* _RECORDS FOR THE EXERCISE_
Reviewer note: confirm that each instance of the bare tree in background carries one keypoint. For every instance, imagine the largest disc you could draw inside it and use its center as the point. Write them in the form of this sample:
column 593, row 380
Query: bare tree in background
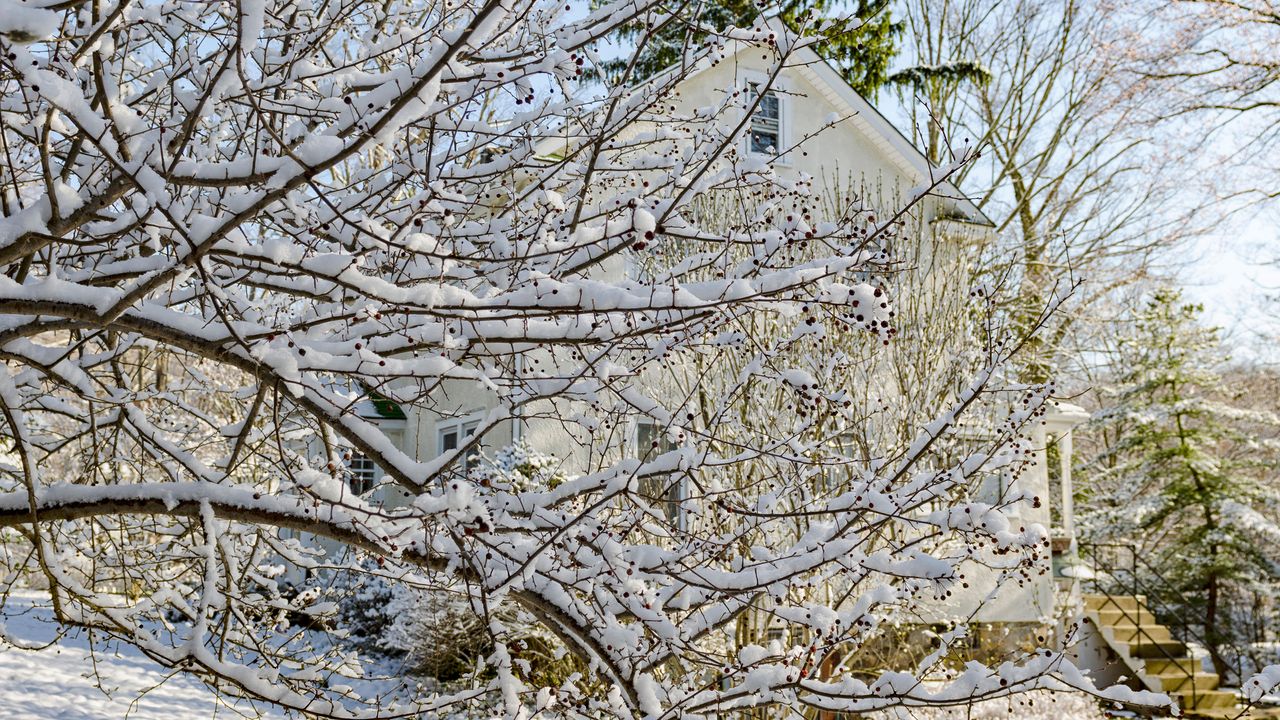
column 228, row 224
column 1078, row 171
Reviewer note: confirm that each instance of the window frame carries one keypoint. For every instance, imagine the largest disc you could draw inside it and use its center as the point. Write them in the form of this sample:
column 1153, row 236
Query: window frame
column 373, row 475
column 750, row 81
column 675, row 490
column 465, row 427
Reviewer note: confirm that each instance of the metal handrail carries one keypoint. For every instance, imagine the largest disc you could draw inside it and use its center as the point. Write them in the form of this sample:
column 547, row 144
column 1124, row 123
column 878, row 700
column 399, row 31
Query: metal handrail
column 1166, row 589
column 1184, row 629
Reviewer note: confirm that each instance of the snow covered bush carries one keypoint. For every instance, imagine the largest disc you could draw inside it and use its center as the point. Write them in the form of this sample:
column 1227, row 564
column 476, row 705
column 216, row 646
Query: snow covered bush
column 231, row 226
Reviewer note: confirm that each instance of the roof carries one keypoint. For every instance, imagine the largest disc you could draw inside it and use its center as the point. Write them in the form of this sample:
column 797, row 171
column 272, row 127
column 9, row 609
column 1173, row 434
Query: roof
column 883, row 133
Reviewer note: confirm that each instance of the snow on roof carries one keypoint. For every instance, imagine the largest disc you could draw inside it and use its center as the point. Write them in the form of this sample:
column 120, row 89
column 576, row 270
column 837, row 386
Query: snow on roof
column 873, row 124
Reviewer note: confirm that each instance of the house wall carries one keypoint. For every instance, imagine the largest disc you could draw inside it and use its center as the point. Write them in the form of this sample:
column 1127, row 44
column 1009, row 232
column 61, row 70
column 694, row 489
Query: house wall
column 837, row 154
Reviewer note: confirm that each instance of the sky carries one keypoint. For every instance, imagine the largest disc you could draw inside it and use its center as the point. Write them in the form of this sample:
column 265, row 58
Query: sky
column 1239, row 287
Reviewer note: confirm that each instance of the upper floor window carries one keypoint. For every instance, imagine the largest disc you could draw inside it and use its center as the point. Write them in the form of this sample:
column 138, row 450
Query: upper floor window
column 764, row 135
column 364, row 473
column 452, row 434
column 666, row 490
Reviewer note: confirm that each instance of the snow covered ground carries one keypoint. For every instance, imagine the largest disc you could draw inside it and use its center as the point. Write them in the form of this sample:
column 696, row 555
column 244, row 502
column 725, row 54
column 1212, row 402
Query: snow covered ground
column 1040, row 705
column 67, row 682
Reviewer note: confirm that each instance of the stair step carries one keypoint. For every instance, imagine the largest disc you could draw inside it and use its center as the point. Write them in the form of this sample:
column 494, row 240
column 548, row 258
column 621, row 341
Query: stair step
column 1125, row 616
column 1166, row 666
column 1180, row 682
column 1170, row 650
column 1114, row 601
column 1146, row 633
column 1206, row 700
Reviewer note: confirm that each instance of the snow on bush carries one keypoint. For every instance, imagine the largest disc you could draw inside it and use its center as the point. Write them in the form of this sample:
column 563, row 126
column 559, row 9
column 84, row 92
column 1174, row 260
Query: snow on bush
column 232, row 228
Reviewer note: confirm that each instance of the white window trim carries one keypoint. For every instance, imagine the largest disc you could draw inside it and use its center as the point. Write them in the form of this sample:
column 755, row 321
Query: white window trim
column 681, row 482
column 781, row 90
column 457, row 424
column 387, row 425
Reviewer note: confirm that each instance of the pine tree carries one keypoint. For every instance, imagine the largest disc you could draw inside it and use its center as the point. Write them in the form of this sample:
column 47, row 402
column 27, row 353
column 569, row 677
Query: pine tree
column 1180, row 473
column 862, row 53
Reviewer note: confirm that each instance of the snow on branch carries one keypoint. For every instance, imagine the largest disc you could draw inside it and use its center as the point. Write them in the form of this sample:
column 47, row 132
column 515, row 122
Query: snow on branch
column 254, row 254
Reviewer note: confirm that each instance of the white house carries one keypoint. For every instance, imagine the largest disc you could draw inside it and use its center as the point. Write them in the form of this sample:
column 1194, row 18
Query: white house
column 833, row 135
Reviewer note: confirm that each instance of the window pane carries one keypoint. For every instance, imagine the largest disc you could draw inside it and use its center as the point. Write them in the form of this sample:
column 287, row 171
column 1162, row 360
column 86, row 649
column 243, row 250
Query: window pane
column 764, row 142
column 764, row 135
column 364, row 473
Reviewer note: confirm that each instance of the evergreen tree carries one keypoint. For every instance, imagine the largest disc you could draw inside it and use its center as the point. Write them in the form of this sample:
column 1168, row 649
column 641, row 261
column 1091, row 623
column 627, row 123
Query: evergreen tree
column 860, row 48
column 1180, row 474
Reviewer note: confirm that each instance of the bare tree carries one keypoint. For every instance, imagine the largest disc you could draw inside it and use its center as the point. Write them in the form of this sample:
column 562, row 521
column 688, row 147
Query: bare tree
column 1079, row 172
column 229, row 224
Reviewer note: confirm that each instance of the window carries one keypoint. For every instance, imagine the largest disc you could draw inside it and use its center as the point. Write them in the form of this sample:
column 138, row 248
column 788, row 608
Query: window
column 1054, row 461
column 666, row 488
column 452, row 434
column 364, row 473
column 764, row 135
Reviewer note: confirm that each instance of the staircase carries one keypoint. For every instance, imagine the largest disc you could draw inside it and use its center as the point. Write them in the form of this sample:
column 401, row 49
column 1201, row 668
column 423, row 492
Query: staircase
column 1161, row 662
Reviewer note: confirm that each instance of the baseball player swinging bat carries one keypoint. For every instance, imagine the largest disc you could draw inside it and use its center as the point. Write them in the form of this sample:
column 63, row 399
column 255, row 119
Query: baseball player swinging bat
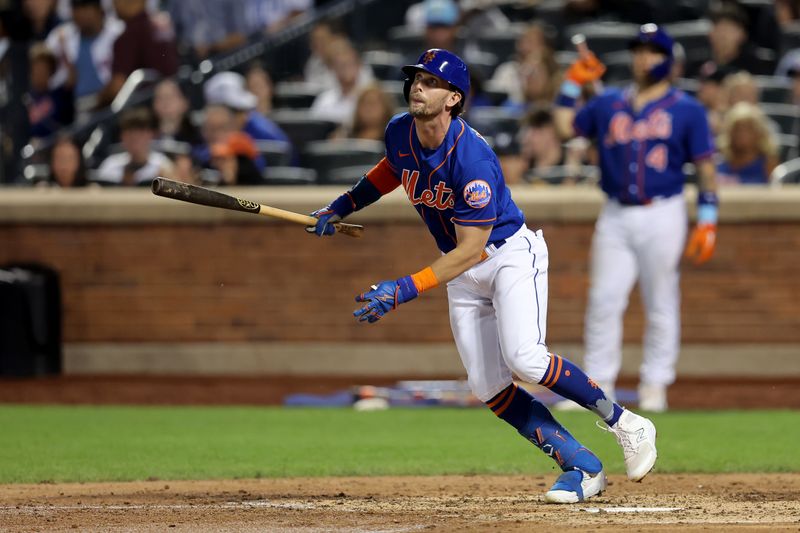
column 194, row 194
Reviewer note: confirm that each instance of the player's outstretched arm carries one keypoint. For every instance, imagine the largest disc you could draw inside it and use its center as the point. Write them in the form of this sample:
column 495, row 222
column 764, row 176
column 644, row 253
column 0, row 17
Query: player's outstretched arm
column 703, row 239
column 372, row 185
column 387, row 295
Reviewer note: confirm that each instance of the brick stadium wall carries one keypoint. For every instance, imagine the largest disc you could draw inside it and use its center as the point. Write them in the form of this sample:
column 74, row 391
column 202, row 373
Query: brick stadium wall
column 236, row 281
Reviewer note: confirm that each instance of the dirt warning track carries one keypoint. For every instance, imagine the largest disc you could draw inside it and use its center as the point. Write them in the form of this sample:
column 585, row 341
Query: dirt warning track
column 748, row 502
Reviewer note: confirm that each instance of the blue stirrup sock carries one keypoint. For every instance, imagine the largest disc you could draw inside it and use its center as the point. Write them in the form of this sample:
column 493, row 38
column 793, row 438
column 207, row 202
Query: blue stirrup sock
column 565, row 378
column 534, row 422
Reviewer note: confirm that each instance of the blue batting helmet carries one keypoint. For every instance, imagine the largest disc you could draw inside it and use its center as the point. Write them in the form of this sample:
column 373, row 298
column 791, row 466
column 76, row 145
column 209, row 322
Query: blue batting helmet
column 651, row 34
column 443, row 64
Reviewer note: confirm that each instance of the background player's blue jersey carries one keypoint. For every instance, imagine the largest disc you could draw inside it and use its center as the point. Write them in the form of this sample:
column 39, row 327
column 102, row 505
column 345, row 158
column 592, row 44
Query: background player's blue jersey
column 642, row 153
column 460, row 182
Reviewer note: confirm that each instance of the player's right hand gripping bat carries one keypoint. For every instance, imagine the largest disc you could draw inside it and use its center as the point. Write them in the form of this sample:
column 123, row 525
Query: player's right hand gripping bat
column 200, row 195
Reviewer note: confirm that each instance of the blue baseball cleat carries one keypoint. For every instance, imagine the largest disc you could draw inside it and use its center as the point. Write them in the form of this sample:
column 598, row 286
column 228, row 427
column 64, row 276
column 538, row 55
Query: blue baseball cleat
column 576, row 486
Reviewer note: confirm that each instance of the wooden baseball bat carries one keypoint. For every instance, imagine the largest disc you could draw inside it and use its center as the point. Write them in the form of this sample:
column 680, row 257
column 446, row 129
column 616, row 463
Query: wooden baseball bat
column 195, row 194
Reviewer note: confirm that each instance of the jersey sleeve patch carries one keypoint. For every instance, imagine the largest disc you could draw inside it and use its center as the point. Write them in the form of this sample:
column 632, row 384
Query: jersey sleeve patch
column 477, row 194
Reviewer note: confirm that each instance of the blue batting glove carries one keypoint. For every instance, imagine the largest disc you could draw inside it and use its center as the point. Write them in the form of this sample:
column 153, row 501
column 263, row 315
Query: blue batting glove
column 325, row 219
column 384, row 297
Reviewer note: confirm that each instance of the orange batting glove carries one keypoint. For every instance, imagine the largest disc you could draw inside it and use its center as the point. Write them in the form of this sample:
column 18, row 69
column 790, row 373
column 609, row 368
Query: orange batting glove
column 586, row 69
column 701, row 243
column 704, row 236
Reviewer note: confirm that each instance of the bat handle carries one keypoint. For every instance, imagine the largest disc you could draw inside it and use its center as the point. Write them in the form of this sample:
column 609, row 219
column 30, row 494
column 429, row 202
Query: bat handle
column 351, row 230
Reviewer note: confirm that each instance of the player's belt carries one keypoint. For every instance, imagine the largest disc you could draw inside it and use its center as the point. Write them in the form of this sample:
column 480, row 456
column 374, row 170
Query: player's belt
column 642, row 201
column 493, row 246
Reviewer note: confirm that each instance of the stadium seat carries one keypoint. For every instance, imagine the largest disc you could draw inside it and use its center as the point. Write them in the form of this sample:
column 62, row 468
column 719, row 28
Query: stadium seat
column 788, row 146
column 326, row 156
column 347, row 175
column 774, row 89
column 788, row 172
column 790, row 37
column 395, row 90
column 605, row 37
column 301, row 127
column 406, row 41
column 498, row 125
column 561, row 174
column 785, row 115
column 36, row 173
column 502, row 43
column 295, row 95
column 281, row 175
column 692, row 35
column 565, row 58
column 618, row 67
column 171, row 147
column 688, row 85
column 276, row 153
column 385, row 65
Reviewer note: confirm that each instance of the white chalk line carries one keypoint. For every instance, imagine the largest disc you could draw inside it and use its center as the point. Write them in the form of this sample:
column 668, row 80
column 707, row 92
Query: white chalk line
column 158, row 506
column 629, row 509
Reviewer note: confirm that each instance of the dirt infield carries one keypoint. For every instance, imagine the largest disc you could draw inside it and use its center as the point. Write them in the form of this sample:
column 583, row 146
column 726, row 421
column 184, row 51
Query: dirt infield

* _YOUR INSTRUCTIONS_
Show me all lines in the records that contain "infield".

* _RESPONSE FOR THIS EXERCISE_
Reviewer note: confirm that each instance of the dirt infield carries one keypoint. For every instance, imagine the largest disc you could draw inside it and use its center as the point. Write them in the form of this sample:
Query: dirt infield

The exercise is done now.